*Your tasks:*
A - In the thread, how long was each test run?
B - Find every line of the entries that contains the word "cherry" and copy each one out.

As for how disabling blit engine flush fixes the problem - the access violation has no writes just unprotect and proceed. Its much much faster because of this so the thread will keep running. I can write a simple test case to prove what is the cause of the situation. Just add a busy loop or sleep when flushing a blit engine resource, after unprotect but before violation handler returns.
As for synchronizing between gpu and cpu sections, thats what the access violation handler is for! Disabling flush disables this synchronization.

Since all we get rsx-side is the hardware view of the application, there isn't much you can control for. There is no context to any actions the game is doing, just random commands telling the hardware units to do stuff.

kd-11 commented 6 years ago

Ran a few tests and got interesting results.

Disable the actual flushing (the memcpy, but keep the general flow the same which is still very fast) - all good
Enable flushing but intentionally write trash - broken
Repeat 2 but guard the flush code with a full emulated system pause then resume after memory has been flushed/synchronized - All good despite intentionally writing trash (intentional corruption)
Use your workaround but make the unprotect for blit engine slow if violation is caused by a write - Always hangs on loading screen.

I also checked a few things and discovered the following:

The game uses some allocation algo so memory isnt always used for the same thing every time
The corruption indeed happens because of racing SPU threads reaching the violation handler at different times. Likely some decompression handled in parallel (its a spurs job thread). This game is known for using all available spurs jobs to concurrently operate on one task.
Wrapping flush with a system pause/resume fixes the flaw but its not perfect (I'm using recompilers so they will run ahead and stop 'at a bad time' since a block is executed in its entirety before checking emu status. This shows that its indeed the writeback race condition that causes this.

Unfortunately, other than rewriting the whole virtual memory management, the only way around this is to just 'Force CPU blit emulation' (without WCB). This game does not need it - it blits over compressed textures and the result is rejected later anyway because no current graphics API allows typecasting arbitrary RGBA data into DXT/BC.

Each run was done 5 minutes at a time with load screen spamming and some code changes to increase frequency. When using OGL its easy to make the emu deadlock without actually spewing the semaphore timeout if you know where to poke.

*Entries:*
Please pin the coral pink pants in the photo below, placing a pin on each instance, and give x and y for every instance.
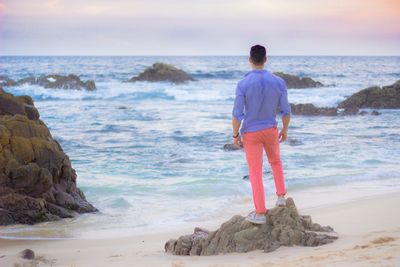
(254, 143)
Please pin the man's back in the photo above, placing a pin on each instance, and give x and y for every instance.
(258, 96)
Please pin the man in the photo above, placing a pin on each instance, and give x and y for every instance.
(258, 97)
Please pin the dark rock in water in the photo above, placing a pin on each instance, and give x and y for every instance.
(27, 254)
(375, 97)
(163, 72)
(284, 227)
(350, 111)
(311, 110)
(37, 182)
(231, 147)
(294, 142)
(12, 105)
(293, 81)
(28, 80)
(6, 81)
(65, 82)
(54, 81)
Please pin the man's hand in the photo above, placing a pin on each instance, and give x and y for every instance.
(283, 135)
(238, 141)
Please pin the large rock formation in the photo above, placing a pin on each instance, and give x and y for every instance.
(284, 227)
(37, 182)
(163, 72)
(52, 81)
(311, 110)
(6, 81)
(293, 81)
(375, 97)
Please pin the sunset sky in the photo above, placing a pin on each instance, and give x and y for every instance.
(201, 27)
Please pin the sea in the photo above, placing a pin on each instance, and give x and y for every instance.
(150, 156)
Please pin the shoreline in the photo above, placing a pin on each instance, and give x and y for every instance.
(365, 239)
(307, 200)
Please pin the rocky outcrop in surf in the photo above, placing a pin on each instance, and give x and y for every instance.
(293, 81)
(53, 81)
(387, 97)
(311, 110)
(163, 72)
(37, 182)
(284, 227)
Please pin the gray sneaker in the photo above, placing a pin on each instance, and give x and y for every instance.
(253, 217)
(281, 202)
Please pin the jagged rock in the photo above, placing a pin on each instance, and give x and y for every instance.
(27, 254)
(163, 72)
(37, 182)
(6, 81)
(65, 82)
(375, 97)
(284, 227)
(294, 142)
(12, 105)
(293, 81)
(311, 110)
(231, 147)
(29, 80)
(350, 111)
(52, 81)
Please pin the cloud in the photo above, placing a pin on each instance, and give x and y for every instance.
(205, 27)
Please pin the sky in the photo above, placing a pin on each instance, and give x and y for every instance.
(199, 27)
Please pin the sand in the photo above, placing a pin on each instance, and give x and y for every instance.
(368, 229)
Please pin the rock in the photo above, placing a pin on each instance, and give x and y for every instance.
(293, 81)
(27, 254)
(350, 111)
(163, 72)
(284, 227)
(23, 105)
(29, 80)
(387, 97)
(6, 81)
(53, 81)
(294, 142)
(65, 82)
(37, 182)
(311, 110)
(231, 147)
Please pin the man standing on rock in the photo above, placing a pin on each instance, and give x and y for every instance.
(258, 96)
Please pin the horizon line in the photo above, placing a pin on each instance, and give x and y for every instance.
(197, 55)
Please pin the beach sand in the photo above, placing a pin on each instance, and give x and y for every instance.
(368, 229)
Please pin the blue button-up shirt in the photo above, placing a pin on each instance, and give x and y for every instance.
(259, 95)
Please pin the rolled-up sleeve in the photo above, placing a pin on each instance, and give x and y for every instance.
(238, 107)
(283, 101)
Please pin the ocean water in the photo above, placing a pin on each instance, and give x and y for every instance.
(149, 155)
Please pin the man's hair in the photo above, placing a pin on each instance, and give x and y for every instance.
(258, 54)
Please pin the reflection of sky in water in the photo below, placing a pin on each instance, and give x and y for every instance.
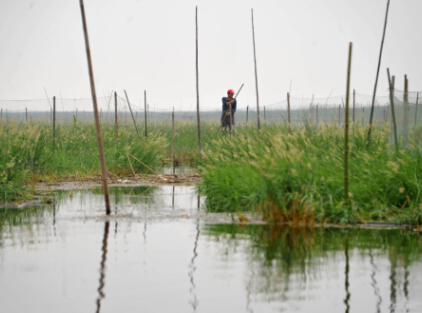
(68, 258)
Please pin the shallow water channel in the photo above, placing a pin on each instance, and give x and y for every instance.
(161, 252)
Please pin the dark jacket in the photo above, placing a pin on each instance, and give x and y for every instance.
(226, 106)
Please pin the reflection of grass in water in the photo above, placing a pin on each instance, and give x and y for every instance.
(28, 218)
(283, 258)
(135, 194)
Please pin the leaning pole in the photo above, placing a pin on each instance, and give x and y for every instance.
(256, 73)
(97, 119)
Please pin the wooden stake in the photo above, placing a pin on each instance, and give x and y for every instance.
(316, 108)
(376, 79)
(405, 111)
(288, 107)
(174, 151)
(197, 85)
(346, 131)
(116, 122)
(145, 109)
(97, 120)
(131, 114)
(54, 123)
(256, 74)
(391, 84)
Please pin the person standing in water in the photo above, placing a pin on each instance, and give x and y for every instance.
(229, 108)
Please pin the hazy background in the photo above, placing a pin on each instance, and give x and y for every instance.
(150, 45)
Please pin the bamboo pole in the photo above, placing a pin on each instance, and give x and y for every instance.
(97, 120)
(288, 107)
(316, 108)
(256, 74)
(391, 84)
(346, 131)
(405, 110)
(131, 114)
(174, 150)
(265, 118)
(54, 123)
(339, 115)
(197, 85)
(145, 110)
(116, 122)
(376, 79)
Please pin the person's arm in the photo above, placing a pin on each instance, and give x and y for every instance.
(224, 100)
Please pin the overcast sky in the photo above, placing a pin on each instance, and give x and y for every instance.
(150, 45)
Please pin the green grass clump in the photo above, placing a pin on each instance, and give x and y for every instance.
(297, 175)
(27, 153)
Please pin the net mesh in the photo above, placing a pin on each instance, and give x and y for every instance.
(303, 110)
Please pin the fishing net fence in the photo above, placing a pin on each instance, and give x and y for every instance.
(302, 110)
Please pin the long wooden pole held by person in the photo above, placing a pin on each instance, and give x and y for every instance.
(391, 86)
(346, 131)
(376, 79)
(145, 109)
(197, 84)
(97, 119)
(256, 74)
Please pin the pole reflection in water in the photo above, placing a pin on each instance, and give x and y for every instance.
(101, 294)
(194, 301)
(115, 212)
(374, 282)
(393, 283)
(346, 252)
(172, 199)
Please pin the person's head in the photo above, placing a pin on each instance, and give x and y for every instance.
(230, 93)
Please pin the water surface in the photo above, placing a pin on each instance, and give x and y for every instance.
(160, 252)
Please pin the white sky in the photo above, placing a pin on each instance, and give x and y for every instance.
(150, 45)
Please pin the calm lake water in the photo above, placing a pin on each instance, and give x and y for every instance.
(160, 253)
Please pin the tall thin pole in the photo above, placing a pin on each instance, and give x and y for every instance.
(391, 85)
(116, 122)
(97, 119)
(316, 109)
(54, 122)
(174, 150)
(145, 109)
(376, 79)
(197, 84)
(406, 110)
(288, 107)
(131, 114)
(346, 131)
(256, 73)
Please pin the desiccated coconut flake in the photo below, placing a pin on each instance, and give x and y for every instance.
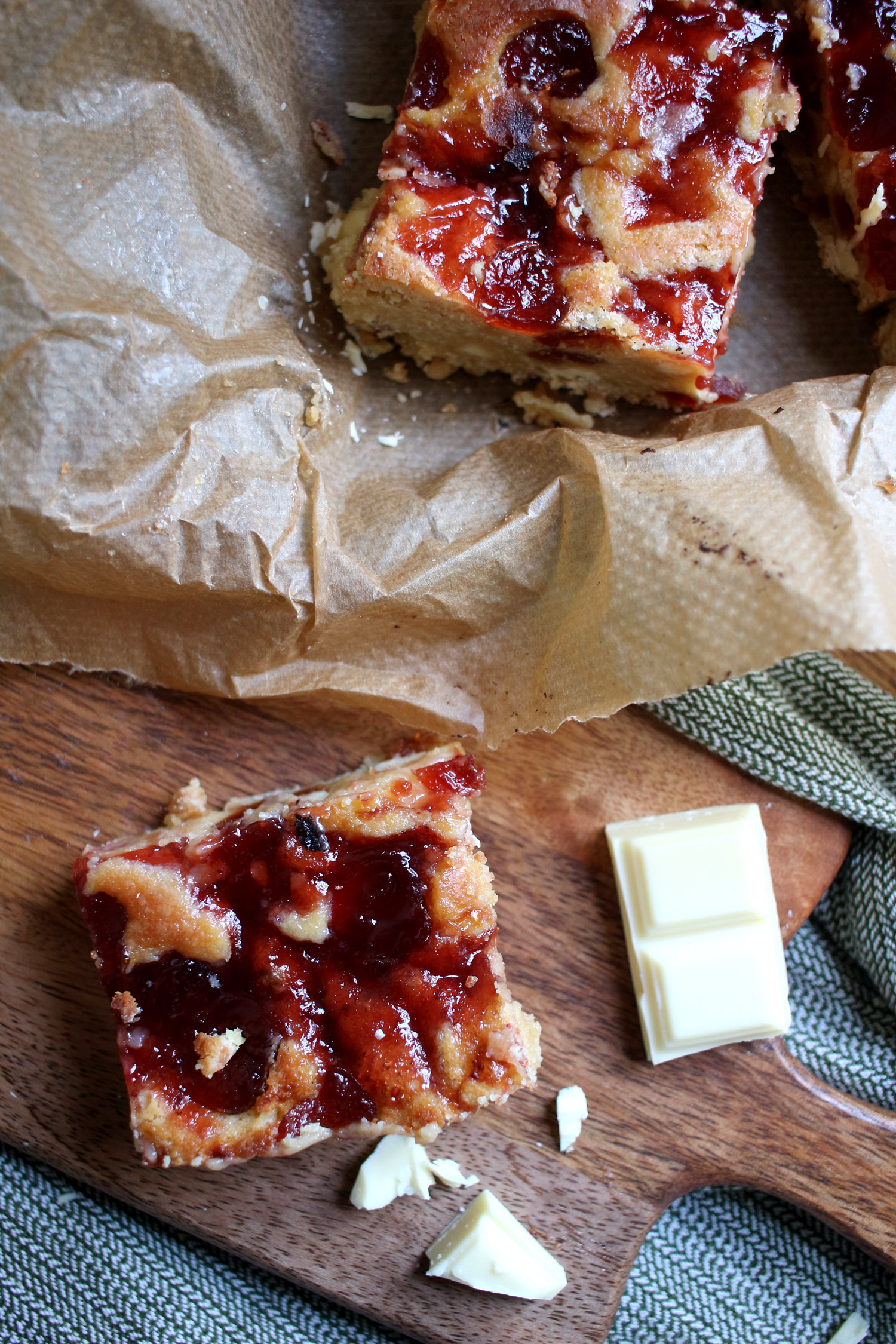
(371, 111)
(355, 358)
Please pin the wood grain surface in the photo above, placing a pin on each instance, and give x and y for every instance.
(87, 757)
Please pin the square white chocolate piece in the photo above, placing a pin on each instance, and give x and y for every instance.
(702, 929)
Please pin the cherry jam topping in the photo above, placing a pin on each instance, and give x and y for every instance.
(863, 112)
(863, 78)
(426, 87)
(553, 54)
(370, 999)
(503, 219)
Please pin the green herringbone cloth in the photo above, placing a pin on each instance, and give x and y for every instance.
(722, 1266)
(821, 732)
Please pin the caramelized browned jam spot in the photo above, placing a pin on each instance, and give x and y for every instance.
(460, 775)
(503, 223)
(369, 1001)
(311, 834)
(553, 54)
(426, 87)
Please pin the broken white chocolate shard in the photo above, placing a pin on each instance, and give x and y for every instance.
(573, 1108)
(400, 1165)
(702, 929)
(485, 1248)
(854, 1331)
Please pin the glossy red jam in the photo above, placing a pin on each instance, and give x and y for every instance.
(371, 998)
(863, 109)
(503, 219)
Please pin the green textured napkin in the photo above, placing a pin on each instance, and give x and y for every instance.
(722, 1266)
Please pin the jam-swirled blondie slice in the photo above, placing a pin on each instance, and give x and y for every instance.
(569, 192)
(306, 963)
(852, 173)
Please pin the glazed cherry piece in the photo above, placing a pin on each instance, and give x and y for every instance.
(553, 54)
(428, 87)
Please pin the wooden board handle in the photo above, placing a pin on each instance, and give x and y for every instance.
(827, 1152)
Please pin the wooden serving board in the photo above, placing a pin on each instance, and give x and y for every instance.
(82, 756)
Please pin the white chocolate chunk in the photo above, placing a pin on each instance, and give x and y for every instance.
(702, 929)
(400, 1165)
(488, 1249)
(573, 1108)
(312, 926)
(854, 1331)
(215, 1050)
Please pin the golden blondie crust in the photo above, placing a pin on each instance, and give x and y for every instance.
(569, 194)
(306, 963)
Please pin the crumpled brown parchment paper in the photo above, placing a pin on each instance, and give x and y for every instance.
(167, 511)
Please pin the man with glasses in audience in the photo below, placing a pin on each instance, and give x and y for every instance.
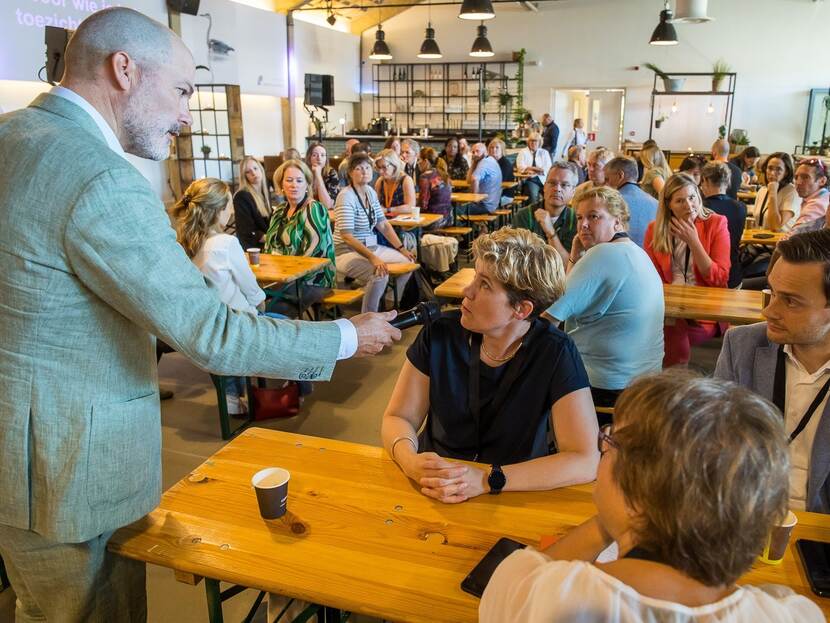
(555, 221)
(621, 173)
(787, 360)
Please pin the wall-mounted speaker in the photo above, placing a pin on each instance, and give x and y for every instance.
(319, 90)
(191, 7)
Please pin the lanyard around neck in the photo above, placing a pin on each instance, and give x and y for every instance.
(779, 394)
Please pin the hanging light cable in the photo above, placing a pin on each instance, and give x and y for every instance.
(429, 48)
(664, 34)
(481, 46)
(380, 51)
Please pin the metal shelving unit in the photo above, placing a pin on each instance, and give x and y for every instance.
(446, 97)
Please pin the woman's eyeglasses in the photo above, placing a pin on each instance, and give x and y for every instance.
(604, 440)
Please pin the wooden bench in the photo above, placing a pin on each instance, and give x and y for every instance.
(336, 299)
(397, 270)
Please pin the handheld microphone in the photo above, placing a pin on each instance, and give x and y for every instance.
(422, 313)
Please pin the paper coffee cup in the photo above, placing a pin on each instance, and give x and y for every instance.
(779, 538)
(271, 486)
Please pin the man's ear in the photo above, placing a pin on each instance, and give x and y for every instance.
(123, 70)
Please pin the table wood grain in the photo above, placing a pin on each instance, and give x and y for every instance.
(690, 302)
(285, 269)
(358, 534)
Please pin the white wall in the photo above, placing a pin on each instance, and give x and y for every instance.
(777, 48)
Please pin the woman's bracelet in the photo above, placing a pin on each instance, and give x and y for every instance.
(394, 443)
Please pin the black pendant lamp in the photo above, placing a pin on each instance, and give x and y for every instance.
(664, 34)
(429, 48)
(380, 51)
(477, 9)
(481, 46)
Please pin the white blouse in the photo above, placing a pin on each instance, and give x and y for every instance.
(222, 260)
(529, 587)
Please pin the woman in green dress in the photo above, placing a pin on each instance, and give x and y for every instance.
(301, 226)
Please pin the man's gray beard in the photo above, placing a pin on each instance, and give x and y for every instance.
(143, 131)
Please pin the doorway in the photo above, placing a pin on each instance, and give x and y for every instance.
(602, 111)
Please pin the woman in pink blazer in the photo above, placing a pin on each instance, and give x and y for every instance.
(688, 244)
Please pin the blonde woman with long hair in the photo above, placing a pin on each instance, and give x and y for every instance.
(688, 244)
(252, 204)
(201, 215)
(655, 170)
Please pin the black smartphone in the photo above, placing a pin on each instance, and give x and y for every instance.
(816, 558)
(477, 580)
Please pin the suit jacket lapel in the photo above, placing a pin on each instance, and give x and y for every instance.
(64, 108)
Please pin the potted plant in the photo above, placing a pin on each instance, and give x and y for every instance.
(719, 71)
(671, 85)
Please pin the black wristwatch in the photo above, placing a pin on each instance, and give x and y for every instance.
(496, 480)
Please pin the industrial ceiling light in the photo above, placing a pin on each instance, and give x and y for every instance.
(429, 48)
(477, 9)
(380, 51)
(481, 46)
(664, 34)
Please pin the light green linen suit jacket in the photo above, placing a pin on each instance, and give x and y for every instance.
(90, 271)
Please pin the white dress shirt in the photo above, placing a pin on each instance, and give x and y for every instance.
(802, 388)
(348, 332)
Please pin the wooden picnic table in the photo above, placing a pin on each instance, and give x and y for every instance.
(769, 238)
(690, 302)
(358, 536)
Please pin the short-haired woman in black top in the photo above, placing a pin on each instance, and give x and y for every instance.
(492, 381)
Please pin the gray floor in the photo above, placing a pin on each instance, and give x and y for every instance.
(348, 408)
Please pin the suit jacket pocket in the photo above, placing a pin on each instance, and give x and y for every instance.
(124, 451)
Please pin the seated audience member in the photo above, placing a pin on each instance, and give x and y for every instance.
(457, 165)
(200, 216)
(577, 157)
(576, 138)
(811, 186)
(301, 226)
(491, 381)
(393, 143)
(484, 178)
(693, 474)
(689, 244)
(434, 184)
(655, 170)
(358, 219)
(715, 181)
(409, 156)
(325, 182)
(597, 160)
(394, 187)
(777, 205)
(746, 161)
(787, 360)
(496, 149)
(251, 204)
(555, 221)
(344, 161)
(613, 302)
(621, 174)
(693, 167)
(720, 153)
(533, 159)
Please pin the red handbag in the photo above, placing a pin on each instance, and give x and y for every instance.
(275, 402)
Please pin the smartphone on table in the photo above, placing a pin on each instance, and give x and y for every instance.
(476, 581)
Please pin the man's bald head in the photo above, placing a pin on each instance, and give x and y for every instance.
(118, 29)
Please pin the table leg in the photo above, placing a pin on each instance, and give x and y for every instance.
(214, 597)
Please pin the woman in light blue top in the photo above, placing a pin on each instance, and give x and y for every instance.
(613, 302)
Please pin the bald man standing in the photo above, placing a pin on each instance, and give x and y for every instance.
(90, 271)
(720, 153)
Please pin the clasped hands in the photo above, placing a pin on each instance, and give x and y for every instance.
(445, 480)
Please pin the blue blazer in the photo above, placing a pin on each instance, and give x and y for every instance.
(748, 358)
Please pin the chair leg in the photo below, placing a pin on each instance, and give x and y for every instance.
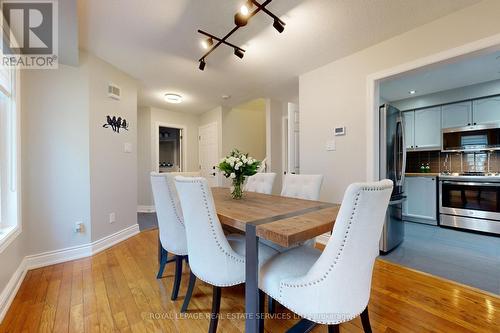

*Responses:*
A - Five minutes at a time.

B -
Please pin the cherry jam topping in the photo above, placing a pin on each instance, and give x and y for every instance.
Please pin the glazed cherry piece in the photo above, placing a pin on each instance, and give x and y for every instance.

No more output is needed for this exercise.